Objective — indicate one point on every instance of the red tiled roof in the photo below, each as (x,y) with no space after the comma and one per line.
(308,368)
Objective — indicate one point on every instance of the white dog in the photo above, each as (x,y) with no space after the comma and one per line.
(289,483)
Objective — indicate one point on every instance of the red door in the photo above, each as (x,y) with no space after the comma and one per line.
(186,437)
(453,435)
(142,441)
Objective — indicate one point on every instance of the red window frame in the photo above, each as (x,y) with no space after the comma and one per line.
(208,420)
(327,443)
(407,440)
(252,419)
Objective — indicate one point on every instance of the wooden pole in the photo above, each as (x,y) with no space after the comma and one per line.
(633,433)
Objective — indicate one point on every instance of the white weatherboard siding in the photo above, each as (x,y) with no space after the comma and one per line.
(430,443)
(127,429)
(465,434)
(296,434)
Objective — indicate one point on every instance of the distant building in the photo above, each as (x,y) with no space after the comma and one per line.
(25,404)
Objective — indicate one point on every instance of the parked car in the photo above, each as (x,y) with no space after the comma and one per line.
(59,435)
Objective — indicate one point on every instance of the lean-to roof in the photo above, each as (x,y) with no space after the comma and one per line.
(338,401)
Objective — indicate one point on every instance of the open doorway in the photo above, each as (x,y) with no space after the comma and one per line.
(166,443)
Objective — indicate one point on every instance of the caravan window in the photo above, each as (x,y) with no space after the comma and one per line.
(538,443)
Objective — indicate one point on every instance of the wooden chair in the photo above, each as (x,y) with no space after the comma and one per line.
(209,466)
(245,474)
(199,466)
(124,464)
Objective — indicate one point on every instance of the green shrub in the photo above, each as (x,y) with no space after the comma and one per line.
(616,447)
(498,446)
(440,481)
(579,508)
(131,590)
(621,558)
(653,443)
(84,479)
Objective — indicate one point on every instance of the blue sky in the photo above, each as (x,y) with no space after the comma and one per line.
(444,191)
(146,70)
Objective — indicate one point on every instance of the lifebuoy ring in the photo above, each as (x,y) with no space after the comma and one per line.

------------------------

What is needed: Can you copy all of the rows above word for word, with no changes at all?

Problem solution:
Objective — indicate one point on every instance of the red tiled roof in the photo below, each as (x,y) with no space after the comma and one per line.
(308,368)
Objective — indicate one point on every instance of the white dog in the photo above, each as (x,y) with no space after the comma and one per line.
(289,483)
Objective — indicate one point on every instance of the red door in the photo above, each as (x,y) with no space after the comma and one per line.
(186,437)
(453,435)
(142,441)
Objective — indicate one point on every instance of the red window frame in the photo above, each as (x,y) with no space after the comma and one per line.
(208,420)
(327,443)
(407,440)
(252,419)
Objective — indicate one point on every instance of the wooden pole in the photo above, each as (x,y) with no space after the comma and one per line.
(633,433)
Objective — indicate one point on every instance of the white weatherboard siding in the photo above, each as (x,y) with no space after the comma and one per line.
(430,443)
(127,429)
(465,434)
(296,434)
Objective — indicate one point on every instance of the distant building in the photo above, each as (x,y) with no space after the comma and one per line.
(25,404)
Objective — indicate one point on every instance of the parked car in the photo above, each as (x,y) with no space after the comma and one per line.
(59,435)
Objective — indicate one point on every instance of the lean-to roof in the photo above, each as (x,y) with no space after the comma and one per line.
(338,401)
Objective — indicate one point on every instance of the open doorway in the photo above, each as (x,y) with no space after the comma and one per line.
(166,443)
Objective — indicate one point on every instance of the caravan window in the photo above, each as (x,y) with no space after the comma and one per line.
(538,443)
Objective — indicate one point on every instance of the wooden chair in the photo above, each as (x,y) with no space after the comma and one per line.
(209,466)
(245,474)
(199,466)
(124,464)
Objective — indicate one point on every instance of the green shrub in the photo above, each as (x,y) with no space after the comma and one per line.
(616,447)
(498,446)
(440,481)
(579,508)
(131,590)
(621,558)
(653,443)
(84,479)
Objective — indicate one point on every instance of the blue sky in the photo above, each as (x,y) with no space after the comma and one per line.
(444,191)
(146,70)
Objective — indicate one point on every instance of the lifebuoy ring in the photo above, each as (x,y) with no space after the comma and one per line.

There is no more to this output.